*** Data extract Section Begins ***

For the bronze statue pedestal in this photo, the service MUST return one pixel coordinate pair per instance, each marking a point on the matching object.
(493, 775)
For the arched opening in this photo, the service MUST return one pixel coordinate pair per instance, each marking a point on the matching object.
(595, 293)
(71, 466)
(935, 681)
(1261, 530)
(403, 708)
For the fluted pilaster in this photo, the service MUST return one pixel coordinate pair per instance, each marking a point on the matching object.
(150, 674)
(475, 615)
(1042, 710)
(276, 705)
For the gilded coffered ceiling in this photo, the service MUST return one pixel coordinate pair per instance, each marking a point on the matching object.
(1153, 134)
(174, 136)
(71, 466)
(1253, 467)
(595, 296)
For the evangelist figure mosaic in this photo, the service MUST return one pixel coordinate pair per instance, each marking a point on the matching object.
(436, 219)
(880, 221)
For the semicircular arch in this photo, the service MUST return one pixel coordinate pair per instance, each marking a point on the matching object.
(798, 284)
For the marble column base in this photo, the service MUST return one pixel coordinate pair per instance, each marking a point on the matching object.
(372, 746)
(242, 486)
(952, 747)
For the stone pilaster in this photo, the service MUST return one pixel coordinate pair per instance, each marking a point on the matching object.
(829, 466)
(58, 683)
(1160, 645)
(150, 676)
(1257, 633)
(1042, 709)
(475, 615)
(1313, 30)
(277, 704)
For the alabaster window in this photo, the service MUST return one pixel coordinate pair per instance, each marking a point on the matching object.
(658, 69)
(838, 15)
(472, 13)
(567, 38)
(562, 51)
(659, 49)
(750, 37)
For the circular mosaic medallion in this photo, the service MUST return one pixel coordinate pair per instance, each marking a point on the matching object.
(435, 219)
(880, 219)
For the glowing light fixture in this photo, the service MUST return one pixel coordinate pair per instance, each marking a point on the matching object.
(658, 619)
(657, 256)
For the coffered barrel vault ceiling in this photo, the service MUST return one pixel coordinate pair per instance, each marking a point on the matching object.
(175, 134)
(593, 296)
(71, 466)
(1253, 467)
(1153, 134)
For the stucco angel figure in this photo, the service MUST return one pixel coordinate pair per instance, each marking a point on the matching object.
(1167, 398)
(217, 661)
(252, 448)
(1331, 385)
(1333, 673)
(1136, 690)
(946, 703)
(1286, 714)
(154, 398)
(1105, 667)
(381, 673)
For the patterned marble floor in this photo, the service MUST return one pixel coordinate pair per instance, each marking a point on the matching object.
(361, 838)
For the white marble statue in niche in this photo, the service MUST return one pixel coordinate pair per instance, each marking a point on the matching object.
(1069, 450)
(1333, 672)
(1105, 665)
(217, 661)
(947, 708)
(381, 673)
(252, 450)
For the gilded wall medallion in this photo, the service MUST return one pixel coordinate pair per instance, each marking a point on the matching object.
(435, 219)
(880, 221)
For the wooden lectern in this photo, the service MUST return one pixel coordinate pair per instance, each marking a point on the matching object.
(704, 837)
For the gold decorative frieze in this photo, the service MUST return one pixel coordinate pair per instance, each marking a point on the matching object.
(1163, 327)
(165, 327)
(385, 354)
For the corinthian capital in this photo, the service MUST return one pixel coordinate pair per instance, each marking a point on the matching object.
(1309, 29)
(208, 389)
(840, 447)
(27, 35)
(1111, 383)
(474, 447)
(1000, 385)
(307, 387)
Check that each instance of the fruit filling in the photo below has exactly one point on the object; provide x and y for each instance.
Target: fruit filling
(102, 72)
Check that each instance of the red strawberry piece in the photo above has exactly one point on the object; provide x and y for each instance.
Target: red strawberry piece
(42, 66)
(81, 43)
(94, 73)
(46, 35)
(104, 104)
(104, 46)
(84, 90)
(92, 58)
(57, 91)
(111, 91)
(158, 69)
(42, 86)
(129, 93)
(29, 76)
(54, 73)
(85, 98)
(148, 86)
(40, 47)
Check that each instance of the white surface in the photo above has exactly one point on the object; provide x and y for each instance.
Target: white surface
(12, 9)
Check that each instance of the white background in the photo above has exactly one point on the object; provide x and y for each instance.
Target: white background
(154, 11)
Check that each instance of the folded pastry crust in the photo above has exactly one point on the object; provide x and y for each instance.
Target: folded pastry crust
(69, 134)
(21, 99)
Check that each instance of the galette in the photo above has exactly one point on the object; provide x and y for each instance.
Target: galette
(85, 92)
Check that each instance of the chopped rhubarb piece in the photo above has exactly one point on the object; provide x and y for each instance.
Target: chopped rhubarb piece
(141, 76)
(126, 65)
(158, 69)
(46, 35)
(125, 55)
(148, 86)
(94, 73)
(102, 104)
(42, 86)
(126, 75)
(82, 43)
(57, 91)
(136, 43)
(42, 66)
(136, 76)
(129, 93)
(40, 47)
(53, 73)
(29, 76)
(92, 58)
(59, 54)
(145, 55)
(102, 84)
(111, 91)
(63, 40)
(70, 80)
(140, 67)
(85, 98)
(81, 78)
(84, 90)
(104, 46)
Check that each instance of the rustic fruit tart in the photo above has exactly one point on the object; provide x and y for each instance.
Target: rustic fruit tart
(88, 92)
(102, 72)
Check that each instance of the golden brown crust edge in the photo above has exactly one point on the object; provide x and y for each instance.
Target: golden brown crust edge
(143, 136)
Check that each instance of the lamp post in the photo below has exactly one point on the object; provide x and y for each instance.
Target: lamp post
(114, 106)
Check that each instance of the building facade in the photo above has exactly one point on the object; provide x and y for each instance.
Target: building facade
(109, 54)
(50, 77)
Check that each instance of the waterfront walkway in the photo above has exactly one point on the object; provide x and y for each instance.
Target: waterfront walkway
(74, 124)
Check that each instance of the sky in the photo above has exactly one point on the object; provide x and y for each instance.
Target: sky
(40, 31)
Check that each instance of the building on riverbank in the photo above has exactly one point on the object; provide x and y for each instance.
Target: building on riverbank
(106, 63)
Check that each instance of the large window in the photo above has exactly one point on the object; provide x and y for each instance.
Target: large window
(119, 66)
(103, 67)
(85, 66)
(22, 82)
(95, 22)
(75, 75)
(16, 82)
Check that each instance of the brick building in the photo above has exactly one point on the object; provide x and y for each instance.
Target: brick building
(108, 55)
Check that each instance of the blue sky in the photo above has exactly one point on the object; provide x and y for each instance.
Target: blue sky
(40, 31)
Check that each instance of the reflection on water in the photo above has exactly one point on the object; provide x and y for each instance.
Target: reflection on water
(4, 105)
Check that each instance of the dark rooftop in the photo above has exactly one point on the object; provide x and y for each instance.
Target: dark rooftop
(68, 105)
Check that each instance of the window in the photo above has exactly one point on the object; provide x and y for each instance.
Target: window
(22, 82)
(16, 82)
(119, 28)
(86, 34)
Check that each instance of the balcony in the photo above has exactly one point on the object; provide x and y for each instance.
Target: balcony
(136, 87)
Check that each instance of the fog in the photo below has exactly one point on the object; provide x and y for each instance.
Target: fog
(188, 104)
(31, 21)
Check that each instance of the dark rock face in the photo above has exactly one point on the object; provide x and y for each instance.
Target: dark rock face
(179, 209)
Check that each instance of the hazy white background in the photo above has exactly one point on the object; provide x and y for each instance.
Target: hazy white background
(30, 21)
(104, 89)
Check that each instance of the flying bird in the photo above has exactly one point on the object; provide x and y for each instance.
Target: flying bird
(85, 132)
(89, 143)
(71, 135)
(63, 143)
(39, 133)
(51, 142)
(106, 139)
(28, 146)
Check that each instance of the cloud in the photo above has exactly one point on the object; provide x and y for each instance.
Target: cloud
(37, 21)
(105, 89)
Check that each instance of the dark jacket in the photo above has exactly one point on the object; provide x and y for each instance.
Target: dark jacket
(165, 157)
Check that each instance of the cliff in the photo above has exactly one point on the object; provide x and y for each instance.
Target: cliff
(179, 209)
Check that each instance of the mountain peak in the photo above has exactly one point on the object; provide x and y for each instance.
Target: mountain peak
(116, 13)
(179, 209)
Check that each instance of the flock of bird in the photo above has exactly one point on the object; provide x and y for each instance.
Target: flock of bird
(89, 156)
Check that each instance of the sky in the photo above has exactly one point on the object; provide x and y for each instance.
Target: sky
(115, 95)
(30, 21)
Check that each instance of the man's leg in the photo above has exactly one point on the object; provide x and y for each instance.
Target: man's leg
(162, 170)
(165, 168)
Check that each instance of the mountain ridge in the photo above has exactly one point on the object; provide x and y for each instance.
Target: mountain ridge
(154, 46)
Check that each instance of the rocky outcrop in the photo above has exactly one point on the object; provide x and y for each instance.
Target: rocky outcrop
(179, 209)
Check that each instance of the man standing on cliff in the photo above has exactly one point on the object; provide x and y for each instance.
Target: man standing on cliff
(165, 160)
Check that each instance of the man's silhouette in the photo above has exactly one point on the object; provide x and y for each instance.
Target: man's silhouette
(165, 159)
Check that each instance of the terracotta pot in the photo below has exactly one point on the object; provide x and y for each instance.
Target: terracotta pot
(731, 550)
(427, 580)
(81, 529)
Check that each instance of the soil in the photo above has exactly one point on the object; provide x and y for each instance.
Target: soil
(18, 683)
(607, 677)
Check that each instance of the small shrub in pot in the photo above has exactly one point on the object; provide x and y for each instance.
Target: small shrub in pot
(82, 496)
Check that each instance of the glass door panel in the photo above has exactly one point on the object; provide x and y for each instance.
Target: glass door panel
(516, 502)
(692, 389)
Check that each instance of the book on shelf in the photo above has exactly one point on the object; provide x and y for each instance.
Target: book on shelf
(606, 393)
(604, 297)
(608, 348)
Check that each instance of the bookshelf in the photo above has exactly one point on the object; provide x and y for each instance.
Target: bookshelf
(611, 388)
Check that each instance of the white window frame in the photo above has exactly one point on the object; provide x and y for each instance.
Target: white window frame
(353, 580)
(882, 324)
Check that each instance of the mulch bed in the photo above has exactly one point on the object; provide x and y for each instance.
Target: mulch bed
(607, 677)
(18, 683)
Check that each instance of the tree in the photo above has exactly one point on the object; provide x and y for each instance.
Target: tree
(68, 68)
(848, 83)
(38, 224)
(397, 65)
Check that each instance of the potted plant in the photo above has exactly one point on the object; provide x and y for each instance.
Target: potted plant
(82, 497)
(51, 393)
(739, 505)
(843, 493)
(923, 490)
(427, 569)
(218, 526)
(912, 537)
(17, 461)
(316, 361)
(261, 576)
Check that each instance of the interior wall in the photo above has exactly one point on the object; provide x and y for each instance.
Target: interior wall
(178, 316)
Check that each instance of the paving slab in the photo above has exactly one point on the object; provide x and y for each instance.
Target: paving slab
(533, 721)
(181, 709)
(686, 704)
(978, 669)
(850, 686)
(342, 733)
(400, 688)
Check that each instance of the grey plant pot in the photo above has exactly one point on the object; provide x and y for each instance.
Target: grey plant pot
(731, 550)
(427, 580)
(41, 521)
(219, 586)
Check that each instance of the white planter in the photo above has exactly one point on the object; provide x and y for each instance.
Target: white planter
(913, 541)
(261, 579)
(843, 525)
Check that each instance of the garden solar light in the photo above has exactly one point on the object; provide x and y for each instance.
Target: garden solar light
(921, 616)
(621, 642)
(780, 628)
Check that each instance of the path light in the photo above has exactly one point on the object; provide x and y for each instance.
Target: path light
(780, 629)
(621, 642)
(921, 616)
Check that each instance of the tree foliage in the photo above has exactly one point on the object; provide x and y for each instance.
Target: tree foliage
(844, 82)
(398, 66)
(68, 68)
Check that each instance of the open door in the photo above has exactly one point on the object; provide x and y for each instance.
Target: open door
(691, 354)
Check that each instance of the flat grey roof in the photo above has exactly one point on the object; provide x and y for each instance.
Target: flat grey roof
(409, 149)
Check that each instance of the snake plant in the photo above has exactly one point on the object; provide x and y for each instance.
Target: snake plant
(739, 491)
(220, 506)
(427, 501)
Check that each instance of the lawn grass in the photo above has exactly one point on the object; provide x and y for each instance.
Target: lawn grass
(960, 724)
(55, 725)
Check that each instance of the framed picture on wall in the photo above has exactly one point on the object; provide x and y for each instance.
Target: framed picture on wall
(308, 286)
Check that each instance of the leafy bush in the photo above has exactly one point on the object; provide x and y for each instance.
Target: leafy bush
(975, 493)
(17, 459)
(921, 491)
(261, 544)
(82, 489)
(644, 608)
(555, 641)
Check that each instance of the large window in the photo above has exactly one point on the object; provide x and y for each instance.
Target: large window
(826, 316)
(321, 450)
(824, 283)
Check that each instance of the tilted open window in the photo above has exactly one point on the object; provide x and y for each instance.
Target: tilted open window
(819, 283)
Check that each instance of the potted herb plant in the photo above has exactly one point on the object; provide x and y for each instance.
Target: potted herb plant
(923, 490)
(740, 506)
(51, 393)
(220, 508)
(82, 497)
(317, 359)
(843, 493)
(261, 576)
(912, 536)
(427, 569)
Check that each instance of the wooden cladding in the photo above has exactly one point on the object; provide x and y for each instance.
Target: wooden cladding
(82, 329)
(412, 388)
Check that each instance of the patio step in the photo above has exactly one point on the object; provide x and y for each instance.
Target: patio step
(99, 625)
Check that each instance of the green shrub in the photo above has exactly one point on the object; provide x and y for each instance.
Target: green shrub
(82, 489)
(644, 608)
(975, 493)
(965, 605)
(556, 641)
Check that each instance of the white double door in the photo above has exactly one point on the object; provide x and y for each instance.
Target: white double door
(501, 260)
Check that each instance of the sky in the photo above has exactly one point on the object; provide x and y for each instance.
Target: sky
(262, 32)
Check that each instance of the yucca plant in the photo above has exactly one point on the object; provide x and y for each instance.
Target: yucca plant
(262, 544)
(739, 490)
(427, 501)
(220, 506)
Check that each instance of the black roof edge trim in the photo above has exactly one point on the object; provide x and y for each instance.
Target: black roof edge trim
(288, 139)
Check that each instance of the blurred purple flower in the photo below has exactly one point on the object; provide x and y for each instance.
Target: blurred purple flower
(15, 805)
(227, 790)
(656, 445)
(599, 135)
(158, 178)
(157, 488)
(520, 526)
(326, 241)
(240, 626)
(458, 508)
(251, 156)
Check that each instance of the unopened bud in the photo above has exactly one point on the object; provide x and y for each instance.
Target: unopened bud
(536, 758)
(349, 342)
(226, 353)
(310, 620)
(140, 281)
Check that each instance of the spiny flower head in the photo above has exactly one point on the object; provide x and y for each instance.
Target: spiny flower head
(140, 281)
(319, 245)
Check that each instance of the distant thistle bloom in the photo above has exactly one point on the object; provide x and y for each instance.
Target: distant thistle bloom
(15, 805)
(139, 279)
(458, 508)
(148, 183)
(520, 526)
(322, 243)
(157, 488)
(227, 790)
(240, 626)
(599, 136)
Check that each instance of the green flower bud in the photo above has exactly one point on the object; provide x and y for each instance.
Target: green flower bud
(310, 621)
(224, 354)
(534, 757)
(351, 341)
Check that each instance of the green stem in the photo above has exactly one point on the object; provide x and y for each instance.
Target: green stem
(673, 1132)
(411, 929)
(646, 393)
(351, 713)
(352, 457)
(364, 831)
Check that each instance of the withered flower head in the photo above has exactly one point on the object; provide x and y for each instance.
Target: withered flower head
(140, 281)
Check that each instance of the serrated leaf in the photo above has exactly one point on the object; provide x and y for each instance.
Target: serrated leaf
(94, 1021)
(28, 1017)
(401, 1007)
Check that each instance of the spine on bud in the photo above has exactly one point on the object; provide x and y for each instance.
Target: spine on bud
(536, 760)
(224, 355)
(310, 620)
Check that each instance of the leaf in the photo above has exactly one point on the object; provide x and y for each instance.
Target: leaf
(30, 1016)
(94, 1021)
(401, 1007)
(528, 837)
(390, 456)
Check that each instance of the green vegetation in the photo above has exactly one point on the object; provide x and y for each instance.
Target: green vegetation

*** Data extract Section Ends ***

▸ **Required work**
Lines of the material that contain the word "vegetation" are to be gathered.

▸ **Response**
Check that each instance of the green vegetation in the photo above has exactly one point on the object; provide x and y for each instance.
Target: green vegetation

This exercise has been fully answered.